◆ **TEXT SEGMENT**:
Journey Through the Foam
August 16, 2007
Growing up in Maui, I never dreamt of surfing or foam. I used to boogie board, but I was never good at it. Instead, my dreams were about becoming a motocross rider like my dad - a golfer even - but never a surfer or a shaper. Still, I would go down to the beach with my Uncle Mike and watch him and his crew dance on water all day long. I watched and absorbed their style and vibes in and out of the water.
My teenage years brought me to Colorado where snowboarding was introduced to my soul. It changed my life. Carving down the slopes on a snowboard began to unlock my interest in surfing, but I was still madly in love with the snow and my heart told me that my time in Colorado wasn’t yet complete. However, that would soon change.
Two weeks before my 21st birthday my heart was destroyed by the passing of my grandma, Scoobie. I dropped everything and returned to Maui, never to think of snow again. I learned to cope with the grief by grabbing my cousin’s beat up longboard and spending as much time in the water as I could. From there, my soul never stopped screaming. I became a wide-eyed kid all over again, enjoying the glide while my snowboard legs began to shape shift into surf legs overnight.
My journey through the foam was underway and I was ready to cross step down that path. As a kid, I would watch Uncle Mike fix boards; resin everywhere and dust flying high into the sky. No mask. No gloves. Just passion. With him, I learned to fix boards, learned lines and learned curves. I learned lines and curves from others that created them.
Soon after, I saved up enough money to get my very first custom longboard. I didn’t like it one bit. Everything was what I had asked for, but it was made by a machine. No soul but for a poor piece of foam that was thrown into a lifeless contraption.
Shapers always say, “Well, it’s the first one that has all the soul.” Pull that out your ass! That’s like being served grandma’s home cooking out of a can, and then she tells you, “Well, the first dish I made had all the soul and passion in it.” Bullshit. I ended up dinging that lifeless board and in the middle of repairing it I turned and said to Uncle Mike, “I want to make my own boards.”

◆ **SUPPLIED INFORMATION**:
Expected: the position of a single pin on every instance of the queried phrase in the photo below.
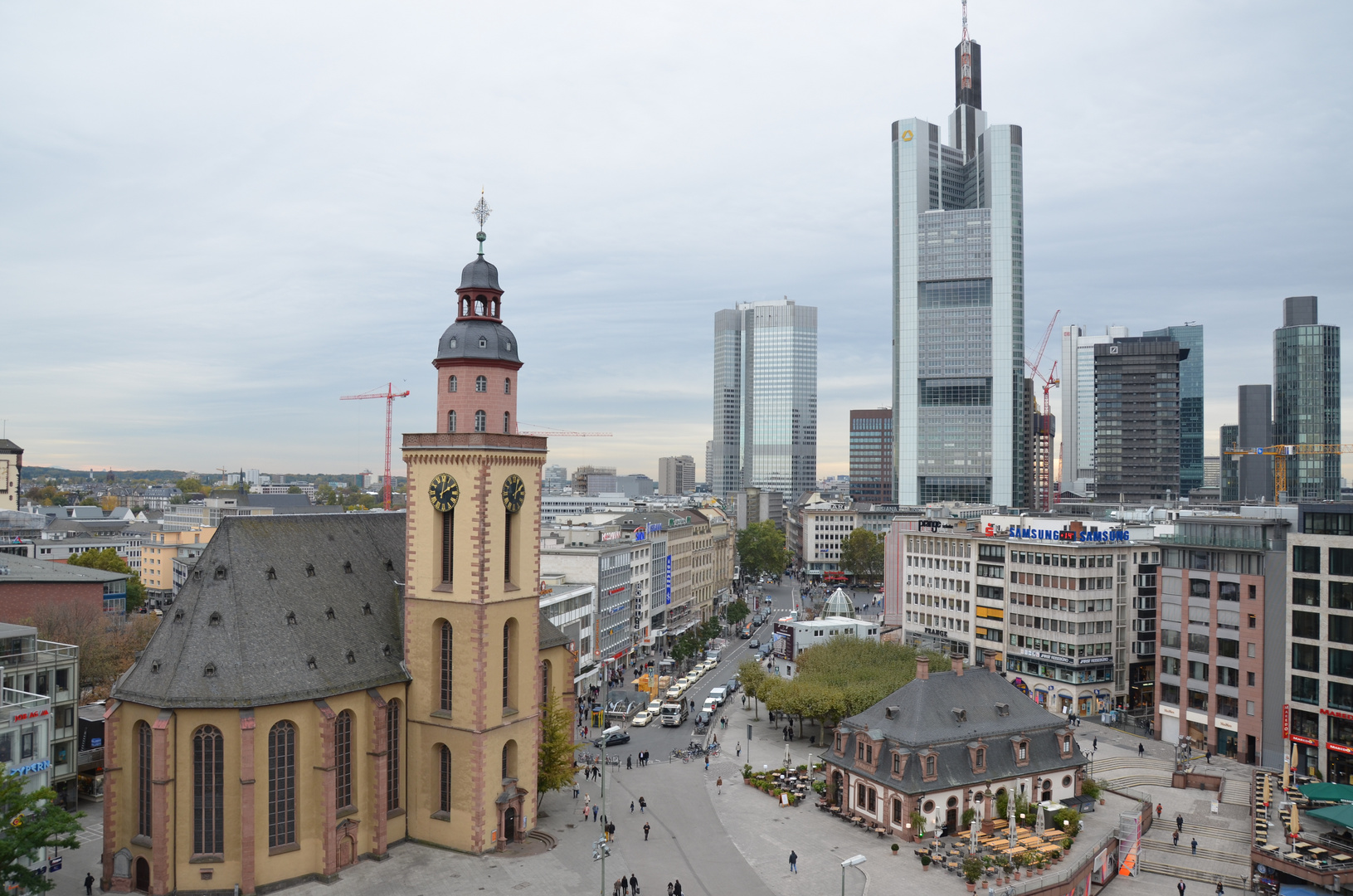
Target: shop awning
(1327, 792)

◆ **PROBLEM TO SOLVE**: Print the part of the essay on surfing that starts with "My journey through" and goes on through "a lifeless contraption.", copying it word for word.

◆ **ANSWER TO THE TASK**:
My journey through the foam was underway and I was ready to cross step down that path. As a kid, I would watch Uncle Mike fix boards; resin everywhere and dust flying high into the sky. No mask. No gloves. Just passion. With him, I learned to fix boards, learned lines and learned curves. I learned lines and curves from others that created them.
Soon after, I saved up enough money to get my very first custom longboard. I didn’t like it one bit. Everything was what I had asked for, but it was made by a machine. No soul but for a poor piece of foam that was thrown into a lifeless contraption.